INPUT DATA:
- Opening Delimiter -
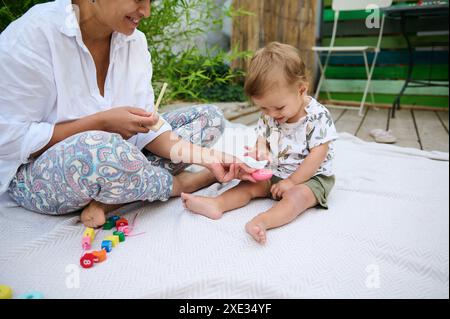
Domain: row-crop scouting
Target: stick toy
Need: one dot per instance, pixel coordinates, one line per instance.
(160, 123)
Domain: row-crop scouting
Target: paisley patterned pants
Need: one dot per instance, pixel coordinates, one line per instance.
(102, 166)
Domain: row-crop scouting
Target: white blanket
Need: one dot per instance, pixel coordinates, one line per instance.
(386, 235)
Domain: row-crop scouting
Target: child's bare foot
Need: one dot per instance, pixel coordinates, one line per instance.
(257, 230)
(205, 206)
(93, 215)
(191, 182)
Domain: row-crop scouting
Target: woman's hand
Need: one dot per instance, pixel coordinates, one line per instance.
(259, 152)
(279, 189)
(226, 167)
(127, 121)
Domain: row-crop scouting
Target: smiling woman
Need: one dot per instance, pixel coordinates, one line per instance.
(76, 78)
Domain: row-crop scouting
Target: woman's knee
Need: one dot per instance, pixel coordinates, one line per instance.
(215, 117)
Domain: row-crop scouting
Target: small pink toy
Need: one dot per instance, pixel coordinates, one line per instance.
(262, 175)
(86, 243)
(124, 229)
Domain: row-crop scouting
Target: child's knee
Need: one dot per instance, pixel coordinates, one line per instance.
(258, 190)
(300, 196)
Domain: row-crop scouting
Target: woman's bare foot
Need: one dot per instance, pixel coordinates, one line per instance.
(205, 206)
(257, 230)
(93, 215)
(187, 182)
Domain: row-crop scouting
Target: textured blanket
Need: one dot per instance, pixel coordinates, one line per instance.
(386, 235)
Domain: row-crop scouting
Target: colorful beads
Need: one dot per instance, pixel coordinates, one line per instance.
(87, 261)
(5, 292)
(121, 222)
(120, 234)
(32, 295)
(124, 229)
(109, 225)
(100, 256)
(114, 239)
(107, 245)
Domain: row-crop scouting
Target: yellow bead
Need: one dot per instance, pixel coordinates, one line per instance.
(5, 292)
(114, 239)
(89, 232)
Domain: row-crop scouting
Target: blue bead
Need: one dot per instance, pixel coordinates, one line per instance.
(32, 295)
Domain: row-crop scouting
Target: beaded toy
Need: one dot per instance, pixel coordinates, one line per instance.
(89, 258)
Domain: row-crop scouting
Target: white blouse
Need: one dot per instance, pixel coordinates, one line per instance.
(48, 76)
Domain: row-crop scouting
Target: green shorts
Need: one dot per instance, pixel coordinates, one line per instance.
(320, 185)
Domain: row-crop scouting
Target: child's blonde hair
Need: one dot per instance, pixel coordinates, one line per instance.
(274, 57)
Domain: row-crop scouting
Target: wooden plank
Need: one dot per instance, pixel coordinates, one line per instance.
(289, 21)
(434, 101)
(438, 72)
(327, 3)
(444, 119)
(390, 42)
(375, 119)
(400, 57)
(432, 134)
(382, 87)
(353, 28)
(349, 122)
(402, 126)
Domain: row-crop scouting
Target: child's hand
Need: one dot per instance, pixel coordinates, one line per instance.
(258, 153)
(279, 189)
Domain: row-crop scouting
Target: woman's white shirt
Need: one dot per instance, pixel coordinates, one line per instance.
(48, 76)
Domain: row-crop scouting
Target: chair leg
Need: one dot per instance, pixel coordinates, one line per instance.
(323, 69)
(372, 96)
(368, 84)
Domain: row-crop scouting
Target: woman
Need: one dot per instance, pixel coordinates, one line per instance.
(76, 103)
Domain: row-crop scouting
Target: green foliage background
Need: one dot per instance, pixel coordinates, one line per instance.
(192, 74)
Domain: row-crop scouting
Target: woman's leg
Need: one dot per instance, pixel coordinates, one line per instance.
(201, 125)
(89, 166)
(234, 198)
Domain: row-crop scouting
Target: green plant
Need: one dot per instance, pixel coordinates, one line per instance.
(192, 75)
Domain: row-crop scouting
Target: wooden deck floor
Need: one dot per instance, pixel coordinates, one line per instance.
(425, 130)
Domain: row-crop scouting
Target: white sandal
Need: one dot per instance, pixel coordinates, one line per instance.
(382, 136)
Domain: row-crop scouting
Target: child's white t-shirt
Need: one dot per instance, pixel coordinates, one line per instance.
(291, 143)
- Closing Delimiter -
ABOUT THIS TASK:
Please state how many lines in the records above hold the word "white", giving only the number.

ANSWER SPACE:
5